◆ What the task asks
Print all entries precisely as they are written.

━━━━━━━━━━━━━━━━

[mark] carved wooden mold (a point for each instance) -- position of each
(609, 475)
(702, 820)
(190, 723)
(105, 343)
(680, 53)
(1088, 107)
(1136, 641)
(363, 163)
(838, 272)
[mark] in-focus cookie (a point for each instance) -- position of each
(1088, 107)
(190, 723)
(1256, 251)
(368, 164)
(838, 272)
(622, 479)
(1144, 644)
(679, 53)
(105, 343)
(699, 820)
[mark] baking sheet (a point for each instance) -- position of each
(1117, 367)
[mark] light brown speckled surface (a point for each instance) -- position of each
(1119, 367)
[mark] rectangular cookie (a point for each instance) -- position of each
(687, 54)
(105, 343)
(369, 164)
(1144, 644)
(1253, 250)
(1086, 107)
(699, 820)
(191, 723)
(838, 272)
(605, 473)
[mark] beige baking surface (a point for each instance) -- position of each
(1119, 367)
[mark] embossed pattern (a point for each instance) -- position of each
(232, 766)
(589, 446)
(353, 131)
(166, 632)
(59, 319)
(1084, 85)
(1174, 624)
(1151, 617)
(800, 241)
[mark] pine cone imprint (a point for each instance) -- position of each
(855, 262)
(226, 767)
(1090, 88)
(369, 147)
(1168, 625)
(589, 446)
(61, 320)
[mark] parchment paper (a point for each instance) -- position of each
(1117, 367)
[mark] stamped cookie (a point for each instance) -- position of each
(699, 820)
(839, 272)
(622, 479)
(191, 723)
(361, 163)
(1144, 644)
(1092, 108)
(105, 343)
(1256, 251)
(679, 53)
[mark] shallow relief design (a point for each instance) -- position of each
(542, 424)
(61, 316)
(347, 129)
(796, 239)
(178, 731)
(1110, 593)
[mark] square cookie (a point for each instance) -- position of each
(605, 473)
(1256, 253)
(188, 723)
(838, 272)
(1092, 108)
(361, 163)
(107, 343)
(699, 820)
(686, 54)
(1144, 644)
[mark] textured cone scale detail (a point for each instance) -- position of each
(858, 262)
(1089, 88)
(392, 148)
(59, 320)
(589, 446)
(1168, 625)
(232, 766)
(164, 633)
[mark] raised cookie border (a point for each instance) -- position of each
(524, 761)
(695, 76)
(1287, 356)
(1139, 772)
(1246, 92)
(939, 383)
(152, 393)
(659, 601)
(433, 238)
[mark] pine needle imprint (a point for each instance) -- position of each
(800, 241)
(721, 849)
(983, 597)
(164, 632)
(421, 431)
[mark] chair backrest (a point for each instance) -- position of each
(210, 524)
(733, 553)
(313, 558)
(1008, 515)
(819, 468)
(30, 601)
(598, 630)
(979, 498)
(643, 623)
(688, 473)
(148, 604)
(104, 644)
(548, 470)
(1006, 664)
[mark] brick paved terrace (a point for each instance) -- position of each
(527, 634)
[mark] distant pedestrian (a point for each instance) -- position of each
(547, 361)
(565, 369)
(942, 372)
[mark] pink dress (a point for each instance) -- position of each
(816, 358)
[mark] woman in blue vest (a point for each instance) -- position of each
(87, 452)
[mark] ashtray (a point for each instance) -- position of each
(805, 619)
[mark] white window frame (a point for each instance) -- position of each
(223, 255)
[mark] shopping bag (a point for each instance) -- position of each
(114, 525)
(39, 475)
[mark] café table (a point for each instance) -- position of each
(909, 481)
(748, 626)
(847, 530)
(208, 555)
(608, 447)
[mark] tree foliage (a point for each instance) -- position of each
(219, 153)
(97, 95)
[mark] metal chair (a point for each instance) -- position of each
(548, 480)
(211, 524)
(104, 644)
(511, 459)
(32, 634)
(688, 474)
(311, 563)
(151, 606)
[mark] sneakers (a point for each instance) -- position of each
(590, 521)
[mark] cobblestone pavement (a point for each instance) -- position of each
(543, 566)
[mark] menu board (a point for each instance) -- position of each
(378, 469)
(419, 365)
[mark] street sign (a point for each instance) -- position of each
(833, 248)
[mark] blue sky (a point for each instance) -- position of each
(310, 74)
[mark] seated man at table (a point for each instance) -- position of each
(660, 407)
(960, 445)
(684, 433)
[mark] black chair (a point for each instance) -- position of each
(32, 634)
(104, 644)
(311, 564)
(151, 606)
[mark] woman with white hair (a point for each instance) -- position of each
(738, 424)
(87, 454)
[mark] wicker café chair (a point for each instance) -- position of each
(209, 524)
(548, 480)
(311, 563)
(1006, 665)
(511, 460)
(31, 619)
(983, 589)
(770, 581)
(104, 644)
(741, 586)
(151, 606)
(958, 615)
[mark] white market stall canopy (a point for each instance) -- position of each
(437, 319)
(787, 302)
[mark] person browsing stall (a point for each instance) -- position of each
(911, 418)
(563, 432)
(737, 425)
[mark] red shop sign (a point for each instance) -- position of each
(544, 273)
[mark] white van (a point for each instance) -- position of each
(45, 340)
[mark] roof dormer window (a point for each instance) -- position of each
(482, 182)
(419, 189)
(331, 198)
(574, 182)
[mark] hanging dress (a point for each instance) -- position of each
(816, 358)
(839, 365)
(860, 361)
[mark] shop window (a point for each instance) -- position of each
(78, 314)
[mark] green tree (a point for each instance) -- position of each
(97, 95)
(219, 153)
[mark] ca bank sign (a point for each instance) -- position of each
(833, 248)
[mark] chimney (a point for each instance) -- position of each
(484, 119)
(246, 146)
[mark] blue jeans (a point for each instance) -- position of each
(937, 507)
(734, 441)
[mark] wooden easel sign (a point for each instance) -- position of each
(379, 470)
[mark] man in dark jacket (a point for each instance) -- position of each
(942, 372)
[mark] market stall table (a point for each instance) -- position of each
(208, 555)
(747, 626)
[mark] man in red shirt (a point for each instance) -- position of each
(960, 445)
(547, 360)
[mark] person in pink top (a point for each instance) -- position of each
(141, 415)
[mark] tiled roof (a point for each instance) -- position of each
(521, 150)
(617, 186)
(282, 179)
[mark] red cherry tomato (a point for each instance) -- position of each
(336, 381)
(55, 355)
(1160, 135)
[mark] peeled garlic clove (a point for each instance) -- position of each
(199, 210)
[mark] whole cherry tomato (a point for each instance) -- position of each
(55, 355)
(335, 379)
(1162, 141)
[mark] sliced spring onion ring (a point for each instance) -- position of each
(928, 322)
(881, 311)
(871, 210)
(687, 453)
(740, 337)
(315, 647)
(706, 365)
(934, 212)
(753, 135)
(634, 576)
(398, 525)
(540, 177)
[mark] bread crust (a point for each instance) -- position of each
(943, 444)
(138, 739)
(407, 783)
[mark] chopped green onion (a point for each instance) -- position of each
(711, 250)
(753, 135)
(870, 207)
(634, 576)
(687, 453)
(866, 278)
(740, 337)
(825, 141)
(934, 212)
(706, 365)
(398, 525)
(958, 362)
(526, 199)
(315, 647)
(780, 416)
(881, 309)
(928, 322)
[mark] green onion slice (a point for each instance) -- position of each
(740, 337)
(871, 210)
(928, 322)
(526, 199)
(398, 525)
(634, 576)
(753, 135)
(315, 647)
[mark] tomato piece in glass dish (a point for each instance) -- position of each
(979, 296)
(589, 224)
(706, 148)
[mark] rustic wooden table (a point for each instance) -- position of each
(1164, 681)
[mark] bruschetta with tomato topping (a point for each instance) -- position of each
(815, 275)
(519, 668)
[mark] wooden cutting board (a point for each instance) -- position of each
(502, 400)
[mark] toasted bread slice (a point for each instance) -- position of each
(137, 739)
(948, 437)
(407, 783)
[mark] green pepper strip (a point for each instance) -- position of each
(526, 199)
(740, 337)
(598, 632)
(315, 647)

━━━━━━━━━━━━━━━━

◆ Answer for this exercise
[mark] carved wooden mold (a point for each instance) -- position of each
(609, 475)
(702, 820)
(190, 723)
(105, 343)
(680, 53)
(1088, 107)
(1136, 641)
(363, 163)
(838, 272)
[mark] in-focus cookie (a point for each instance) -- position of each
(1088, 107)
(190, 723)
(1256, 251)
(368, 164)
(838, 272)
(622, 479)
(1144, 644)
(679, 53)
(105, 343)
(699, 820)
[mark] baking sheet (a point for each instance) -- position of each
(1117, 367)
[mark] light brown speckled surface (a point for each instance) -- position of each
(1119, 367)
[mark] rectangular cookie (a point for each instance) -- position of each
(687, 54)
(105, 343)
(369, 164)
(1144, 644)
(1253, 250)
(1086, 107)
(699, 820)
(191, 723)
(838, 272)
(605, 473)
[mark] beige baking surface (a point for each instance) -- position of each
(1119, 367)
[mark] embossed pattern (a point for each instance) -- position of each
(232, 766)
(589, 446)
(353, 131)
(166, 632)
(59, 319)
(1084, 85)
(1174, 624)
(1151, 617)
(800, 241)
[mark] pine cone imprint (a point for each instance) -- position of each
(855, 262)
(226, 767)
(1090, 88)
(369, 147)
(1168, 625)
(589, 446)
(61, 320)
[mark] parchment paper (a point for each instance) -- position of each
(1117, 367)
[mark] stamped cookie (a point for each instance) -- position of each
(699, 820)
(839, 272)
(622, 479)
(191, 723)
(361, 163)
(1144, 644)
(1092, 108)
(105, 343)
(1256, 251)
(679, 53)
[mark] shallow relief design (a point for each instance) -- position of each
(542, 424)
(61, 316)
(347, 129)
(796, 239)
(178, 731)
(1110, 593)
[mark] square cookie (a point for each instance) -- position of each
(605, 473)
(1256, 253)
(188, 723)
(838, 272)
(1092, 108)
(361, 163)
(107, 343)
(699, 820)
(686, 54)
(1144, 644)
[mark] textured cone scale detail (a point for each instance) -- position of each
(858, 262)
(1089, 88)
(392, 148)
(59, 320)
(589, 446)
(1168, 625)
(232, 766)
(164, 633)
[mark] raised cookie border (a point for each instance) -- position of each
(524, 761)
(695, 76)
(1287, 356)
(1139, 772)
(1246, 92)
(939, 383)
(152, 393)
(659, 601)
(433, 238)
[mark] pine needle imprint (a point for each instance) -- position of each
(800, 241)
(721, 849)
(983, 597)
(164, 632)
(421, 431)
[mark] chair backrest (a point for each instance) -- position of each
(210, 524)
(733, 553)
(313, 558)
(1008, 515)
(819, 468)
(30, 601)
(598, 630)
(979, 498)
(643, 623)
(688, 473)
(148, 604)
(104, 644)
(548, 470)
(1006, 664)
[mark] brick paved terrace (a point for each instance) -- position of each
(527, 634)
[mark] distant pedestrian (a point for each instance) -- position of each
(547, 361)
(565, 369)
(942, 372)
[mark] pink dress (a point for each instance) -- position of each
(816, 358)
[mark] woman in blue vest (a point for each instance) -- position of each
(87, 452)
[mark] ashtray (a point for each instance) -- position of each
(805, 619)
[mark] white window frame (a point for each instance) -- position of each
(223, 255)
[mark] shopping bag (a point for each instance) -- position of each
(114, 525)
(39, 475)
[mark] café table (a point for each instance) -- position of each
(909, 481)
(748, 626)
(847, 530)
(208, 555)
(608, 447)
[mark] tree foliage (a point for each instance) -- position of each
(219, 153)
(97, 95)
[mark] metal chair (a point for each instance) -- position of each
(548, 480)
(211, 524)
(104, 644)
(511, 459)
(32, 634)
(688, 474)
(311, 563)
(151, 606)
[mark] sneakers (a point for each instance) -- position of each
(590, 521)
[mark] cobblestone pavement (a point for each instance) -- position of each
(543, 566)
[mark] menu board (a point for each instance) -- position of each
(378, 469)
(419, 365)
[mark] street sign (a point for each instance) -- position of each
(833, 248)
[mark] blue sky (a point for each instance) -- position of each
(310, 74)
[mark] seated man at table (a point for each instance) -- position of each
(660, 407)
(960, 445)
(684, 433)
[mark] black chair (a point for each instance) -- position of each
(32, 634)
(104, 644)
(311, 564)
(151, 606)
[mark] woman with white hair (a point for each instance) -- position of each
(738, 424)
(87, 454)
[mark] wicker café chair (a point for each instance) -- position of each
(209, 524)
(548, 480)
(311, 563)
(1006, 665)
(511, 460)
(31, 619)
(983, 589)
(770, 581)
(104, 644)
(741, 586)
(151, 606)
(958, 615)
[mark] white market stall canopy (a point for each instance) -- position of each
(437, 319)
(787, 302)
[mark] person browsing stall (a point for each instance) -- position of each
(911, 418)
(563, 432)
(737, 425)
[mark] red shop sign (a point for each instance) -- position of each
(544, 273)
[mark] white van (a point for each instance) -- position of each
(45, 340)
[mark] roof dormer window (a point for each instance) -- position of each
(482, 182)
(419, 189)
(331, 198)
(574, 182)
[mark] hanging dress (a point for each instance) -- position of each
(816, 358)
(839, 365)
(860, 361)
[mark] shop window (a point for each instance) -- position of each
(78, 314)
[mark] green tree (a point for each instance) -- position of each
(97, 95)
(219, 153)
[mark] ca bank sign (a point for each instance) -- position of each
(833, 248)
[mark] chimney (a point for each instance) -- position of each
(484, 119)
(246, 146)
[mark] blue jeans (a point for each instance) -- position of each
(937, 507)
(734, 441)
[mark] wooden easel sign (a point for each instance) -- position of each
(379, 470)
[mark] man in dark jacket (a point for each instance) -- position of each
(942, 372)
[mark] market stall table (a point for each instance) -- position of each
(208, 555)
(747, 626)
[mark] man in red shirt (a point for each instance) -- position of each
(960, 445)
(547, 360)
[mark] person in pink top (a point for each instance) -- position of each
(141, 415)
[mark] tiled roof (a point for each instance) -- position of each
(521, 150)
(617, 186)
(282, 179)
[mark] red cherry tomato (a point for each instance) -- position of each
(336, 381)
(55, 355)
(1160, 135)
[mark] peeled garlic clove (a point for each instance) -- position of each
(199, 210)
[mark] whole cherry tomato (a point for each instance) -- position of each
(55, 355)
(335, 379)
(1162, 141)
[mark] sliced spring onion ring (a point for each instance) -- position of each
(928, 322)
(881, 311)
(871, 210)
(687, 453)
(740, 337)
(315, 647)
(706, 365)
(934, 212)
(753, 135)
(634, 576)
(398, 525)
(540, 177)
[mark] bread crust (a point for each instance) -- position of each
(943, 444)
(138, 739)
(407, 783)
[mark] chopped green onion (a point for each instance) -- position of each
(711, 250)
(753, 135)
(870, 207)
(634, 576)
(687, 453)
(866, 278)
(740, 337)
(825, 141)
(934, 212)
(706, 365)
(398, 525)
(958, 362)
(526, 199)
(315, 647)
(780, 416)
(881, 309)
(928, 322)
[mark] green onion slice (a point for each instance) -- position of each
(740, 337)
(871, 210)
(928, 322)
(526, 199)
(398, 525)
(634, 576)
(753, 135)
(315, 647)
[mark] tomato piece in glass dish (a point for each instance) -- position of each
(979, 296)
(589, 224)
(706, 148)
[mark] rustic wooden table (a point for each instance) -- position of each
(1164, 681)
[mark] bruschetta with tomato topping (a point for each instance) -- position of each
(815, 275)
(519, 668)
[mark] wooden cutting board (a point for each instance) -- position of each
(502, 400)
[mark] toasted bread slice (a point for each instance) -- position of each
(137, 739)
(948, 437)
(407, 783)
[mark] green pepper strip (a point for each instance) -- position of each
(526, 199)
(740, 337)
(598, 632)
(315, 647)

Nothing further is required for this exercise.